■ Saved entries
☆ ☆ ☆ ☆ ☆ ☆ ☆
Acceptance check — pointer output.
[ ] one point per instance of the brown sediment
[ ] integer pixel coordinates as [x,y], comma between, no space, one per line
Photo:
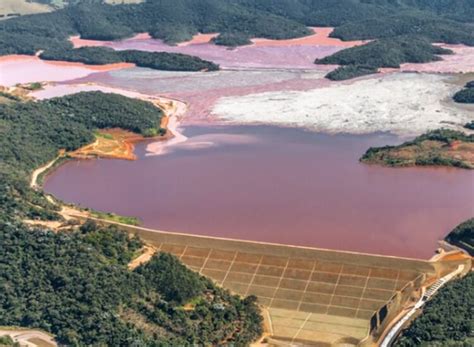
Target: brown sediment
[146,253]
[408,155]
[320,37]
[112,143]
[105,67]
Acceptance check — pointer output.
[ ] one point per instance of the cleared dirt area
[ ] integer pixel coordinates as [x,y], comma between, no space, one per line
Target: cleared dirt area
[110,143]
[29,337]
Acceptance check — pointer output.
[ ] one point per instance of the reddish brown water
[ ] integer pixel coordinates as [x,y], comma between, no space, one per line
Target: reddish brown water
[278,185]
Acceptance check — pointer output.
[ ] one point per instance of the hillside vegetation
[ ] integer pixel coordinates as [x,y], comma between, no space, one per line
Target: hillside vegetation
[403,30]
[447,320]
[438,148]
[76,283]
[463,236]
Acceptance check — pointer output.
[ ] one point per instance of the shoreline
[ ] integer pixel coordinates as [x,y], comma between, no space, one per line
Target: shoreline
[173,111]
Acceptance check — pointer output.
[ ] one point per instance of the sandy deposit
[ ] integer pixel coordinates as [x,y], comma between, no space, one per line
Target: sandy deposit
[401,103]
[461,61]
[174,111]
[25,69]
[296,53]
[202,90]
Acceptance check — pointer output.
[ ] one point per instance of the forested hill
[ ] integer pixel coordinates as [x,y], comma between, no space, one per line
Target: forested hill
[446,320]
[75,283]
[403,29]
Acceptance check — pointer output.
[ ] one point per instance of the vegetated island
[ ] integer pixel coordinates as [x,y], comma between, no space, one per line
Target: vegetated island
[447,319]
[463,236]
[466,96]
[440,147]
[403,31]
[76,283]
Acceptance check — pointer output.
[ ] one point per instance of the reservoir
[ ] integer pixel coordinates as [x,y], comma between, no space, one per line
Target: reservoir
[280,185]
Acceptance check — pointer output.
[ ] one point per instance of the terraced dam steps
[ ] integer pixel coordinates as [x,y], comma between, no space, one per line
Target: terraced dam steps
[312,297]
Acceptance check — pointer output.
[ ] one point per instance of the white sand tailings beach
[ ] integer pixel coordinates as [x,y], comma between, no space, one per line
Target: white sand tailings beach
[401,103]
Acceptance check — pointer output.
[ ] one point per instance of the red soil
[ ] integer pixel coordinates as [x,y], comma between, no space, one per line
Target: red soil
[199,38]
[319,38]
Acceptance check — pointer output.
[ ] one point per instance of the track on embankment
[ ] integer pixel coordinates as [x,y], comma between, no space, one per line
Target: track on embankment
[312,295]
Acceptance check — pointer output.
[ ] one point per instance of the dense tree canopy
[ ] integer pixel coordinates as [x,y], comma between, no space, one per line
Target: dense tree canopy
[447,320]
[463,236]
[465,95]
[403,29]
[76,283]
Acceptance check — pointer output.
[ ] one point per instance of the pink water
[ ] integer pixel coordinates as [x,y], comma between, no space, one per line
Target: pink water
[297,53]
[277,185]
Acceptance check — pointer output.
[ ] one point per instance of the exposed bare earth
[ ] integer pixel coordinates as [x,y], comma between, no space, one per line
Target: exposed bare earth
[29,337]
[402,103]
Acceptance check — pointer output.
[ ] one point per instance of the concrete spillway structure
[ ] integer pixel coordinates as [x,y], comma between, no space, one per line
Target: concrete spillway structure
[310,296]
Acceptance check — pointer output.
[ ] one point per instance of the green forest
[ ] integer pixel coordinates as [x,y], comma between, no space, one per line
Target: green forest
[430,149]
[152,60]
[76,284]
[402,30]
[447,320]
[463,236]
[465,95]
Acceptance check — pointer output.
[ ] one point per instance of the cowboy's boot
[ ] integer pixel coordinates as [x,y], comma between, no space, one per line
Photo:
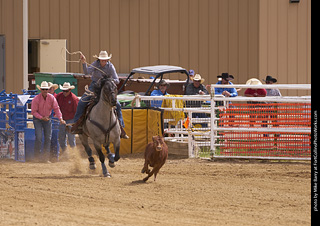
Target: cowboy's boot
[76,128]
[123,133]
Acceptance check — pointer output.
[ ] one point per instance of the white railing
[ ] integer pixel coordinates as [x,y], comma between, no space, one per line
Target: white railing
[183,135]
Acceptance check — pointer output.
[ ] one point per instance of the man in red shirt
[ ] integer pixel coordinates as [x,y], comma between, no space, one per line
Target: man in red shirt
[68,103]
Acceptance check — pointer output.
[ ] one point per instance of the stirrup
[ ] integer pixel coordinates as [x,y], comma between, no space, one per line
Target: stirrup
[123,133]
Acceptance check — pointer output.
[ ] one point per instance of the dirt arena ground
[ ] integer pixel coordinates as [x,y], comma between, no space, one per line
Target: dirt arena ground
[187,192]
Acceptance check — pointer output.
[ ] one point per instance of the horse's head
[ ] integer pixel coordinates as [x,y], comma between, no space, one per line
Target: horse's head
[109,91]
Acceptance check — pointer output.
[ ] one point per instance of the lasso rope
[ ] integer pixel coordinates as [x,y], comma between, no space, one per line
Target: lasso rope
[78,61]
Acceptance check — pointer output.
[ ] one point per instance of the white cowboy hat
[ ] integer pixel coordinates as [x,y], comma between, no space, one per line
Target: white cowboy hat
[54,86]
[103,55]
[66,86]
[253,81]
[197,77]
[44,85]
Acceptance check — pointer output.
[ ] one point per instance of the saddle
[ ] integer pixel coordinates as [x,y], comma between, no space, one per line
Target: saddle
[77,126]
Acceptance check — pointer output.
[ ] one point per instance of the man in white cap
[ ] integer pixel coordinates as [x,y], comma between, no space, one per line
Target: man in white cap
[41,108]
[68,103]
[100,68]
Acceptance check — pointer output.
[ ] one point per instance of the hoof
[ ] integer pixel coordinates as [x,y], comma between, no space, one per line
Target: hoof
[111,164]
[92,165]
[116,158]
[107,175]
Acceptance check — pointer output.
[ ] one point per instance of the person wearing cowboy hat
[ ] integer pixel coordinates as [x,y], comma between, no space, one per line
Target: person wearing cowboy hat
[269,81]
[100,68]
[53,87]
[41,108]
[161,91]
[251,92]
[225,80]
[196,88]
[68,103]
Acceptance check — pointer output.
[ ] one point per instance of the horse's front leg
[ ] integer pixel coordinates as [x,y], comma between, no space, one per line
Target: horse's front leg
[116,146]
[102,158]
[84,141]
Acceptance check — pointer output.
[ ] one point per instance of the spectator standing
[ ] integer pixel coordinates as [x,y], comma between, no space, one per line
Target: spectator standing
[191,75]
[269,81]
[196,88]
[161,91]
[225,80]
[250,92]
[41,108]
[68,103]
[52,89]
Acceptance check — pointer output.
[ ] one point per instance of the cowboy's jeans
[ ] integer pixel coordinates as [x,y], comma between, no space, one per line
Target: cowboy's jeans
[46,127]
[85,99]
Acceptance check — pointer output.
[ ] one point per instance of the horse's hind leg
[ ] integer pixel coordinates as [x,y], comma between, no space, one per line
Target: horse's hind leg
[84,141]
[116,146]
[102,159]
[110,156]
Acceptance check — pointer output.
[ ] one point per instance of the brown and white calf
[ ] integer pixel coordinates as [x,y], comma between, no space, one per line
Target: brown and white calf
[155,155]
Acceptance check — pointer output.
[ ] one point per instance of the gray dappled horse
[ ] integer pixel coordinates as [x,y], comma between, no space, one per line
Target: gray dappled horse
[102,125]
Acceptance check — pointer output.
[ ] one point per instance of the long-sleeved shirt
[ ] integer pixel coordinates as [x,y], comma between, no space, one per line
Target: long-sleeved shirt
[108,69]
[232,91]
[41,107]
[192,90]
[68,105]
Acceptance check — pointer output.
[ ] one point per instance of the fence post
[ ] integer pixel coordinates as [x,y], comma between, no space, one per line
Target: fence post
[212,123]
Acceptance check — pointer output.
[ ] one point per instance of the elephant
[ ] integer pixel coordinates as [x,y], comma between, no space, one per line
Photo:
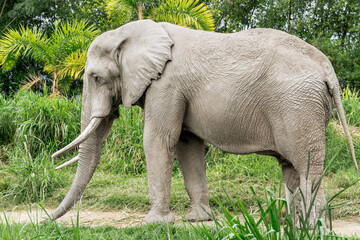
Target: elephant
[257,91]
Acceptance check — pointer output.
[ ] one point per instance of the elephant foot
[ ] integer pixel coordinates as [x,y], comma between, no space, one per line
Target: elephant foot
[155,216]
[198,213]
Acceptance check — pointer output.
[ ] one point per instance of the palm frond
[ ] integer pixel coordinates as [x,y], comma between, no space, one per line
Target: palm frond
[187,13]
[73,65]
[69,37]
[119,11]
[32,81]
[26,42]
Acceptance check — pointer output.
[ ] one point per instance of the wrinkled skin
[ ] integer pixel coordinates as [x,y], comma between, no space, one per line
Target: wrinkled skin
[258,91]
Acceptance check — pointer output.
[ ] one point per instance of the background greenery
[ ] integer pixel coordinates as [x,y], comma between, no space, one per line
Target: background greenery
[331,26]
[33,125]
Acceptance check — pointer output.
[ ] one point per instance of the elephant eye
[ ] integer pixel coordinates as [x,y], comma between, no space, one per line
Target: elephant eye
[96,79]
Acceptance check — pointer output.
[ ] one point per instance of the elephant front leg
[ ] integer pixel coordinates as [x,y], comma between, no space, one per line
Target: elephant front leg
[159,160]
[190,154]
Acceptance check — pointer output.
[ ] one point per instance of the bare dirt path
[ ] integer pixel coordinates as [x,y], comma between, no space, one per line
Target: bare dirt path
[348,227]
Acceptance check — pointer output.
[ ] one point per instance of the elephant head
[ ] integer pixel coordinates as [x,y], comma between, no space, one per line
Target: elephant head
[120,66]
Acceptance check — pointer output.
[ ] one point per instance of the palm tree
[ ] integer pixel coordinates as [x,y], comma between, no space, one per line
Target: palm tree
[69,41]
[188,13]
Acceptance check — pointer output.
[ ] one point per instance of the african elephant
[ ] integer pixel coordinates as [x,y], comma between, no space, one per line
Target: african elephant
[257,91]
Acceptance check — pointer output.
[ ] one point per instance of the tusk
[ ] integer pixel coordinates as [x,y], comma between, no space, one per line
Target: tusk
[94,123]
[75,159]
☆ ☆ ☆ ☆ ☆ ☆ ☆
■ What to do
Please take the lines from the beginning of the data above through the line holding "[ ] one point per instance of the terraced" and transcribe them exactly, without any pictures.

■ Solution
Acceptance check — pointer output.
[ ] one point per instance of the brown sediment
[ ] integer pixel coordinates as [x,y], comma between, no space, one per line
Photo:
Target: brown sediment
[146,253]
[408,155]
[320,37]
[112,143]
[105,67]
Acceptance check — pointer output.
[ ] one point per instance of the cleared dirt area
[ ] integer pixel coordinates as [x,y], comma between, no space, one per line
Target: cleared dirt area
[110,143]
[29,337]
Acceptance check — pointer output.
[ ] one point per instance of the reddish brown water
[ ] integer pixel coordinates as [x,y], comma between, no space, one per line
Target: reddish brown water
[278,185]
Acceptance check — pointer output.
[ ] one point per instance of the hillside vegetation
[ ] integer pixel coordinates as [x,y], comma between, no space, one per line
Target: hillside vegetation
[403,30]
[447,320]
[438,148]
[76,283]
[463,236]
Acceptance check — pointer output.
[ ] one point per instance of the shoreline
[ ] integer pixel coordinates as [x,y], comma between, no space, one per line
Target: shoreline
[173,111]
Acceptance check — pointer output.
[ ] one point per instance of the sandy deposit
[ ] integer pixel coordinates as [x,y], comma between, no space, one per line
Target: sandy deposit
[401,103]
[461,61]
[174,111]
[25,69]
[296,53]
[202,90]
Acceptance check — pointer output.
[ ] one point per instance of the forested hill
[ ] integer pixel coordinates as [x,y], comma between, no space, one per line
Target: forested hill
[446,320]
[75,283]
[403,29]
Acceptance check — pointer output.
[ ] one point per instance of the vegetated island
[ ] integer pixel coordinates as [x,y], comma between, no space, one per line
Target: vegetated island
[447,319]
[463,236]
[466,96]
[440,147]
[403,31]
[76,283]
Acceptance check — pointer output.
[ ] one point per instance of the reservoir
[ ] integer pixel coordinates as [x,y], comma between, no space, one per line
Target: reservoir
[280,185]
Acceptance check — pointer output.
[ ] one point per instance of the terraced dam steps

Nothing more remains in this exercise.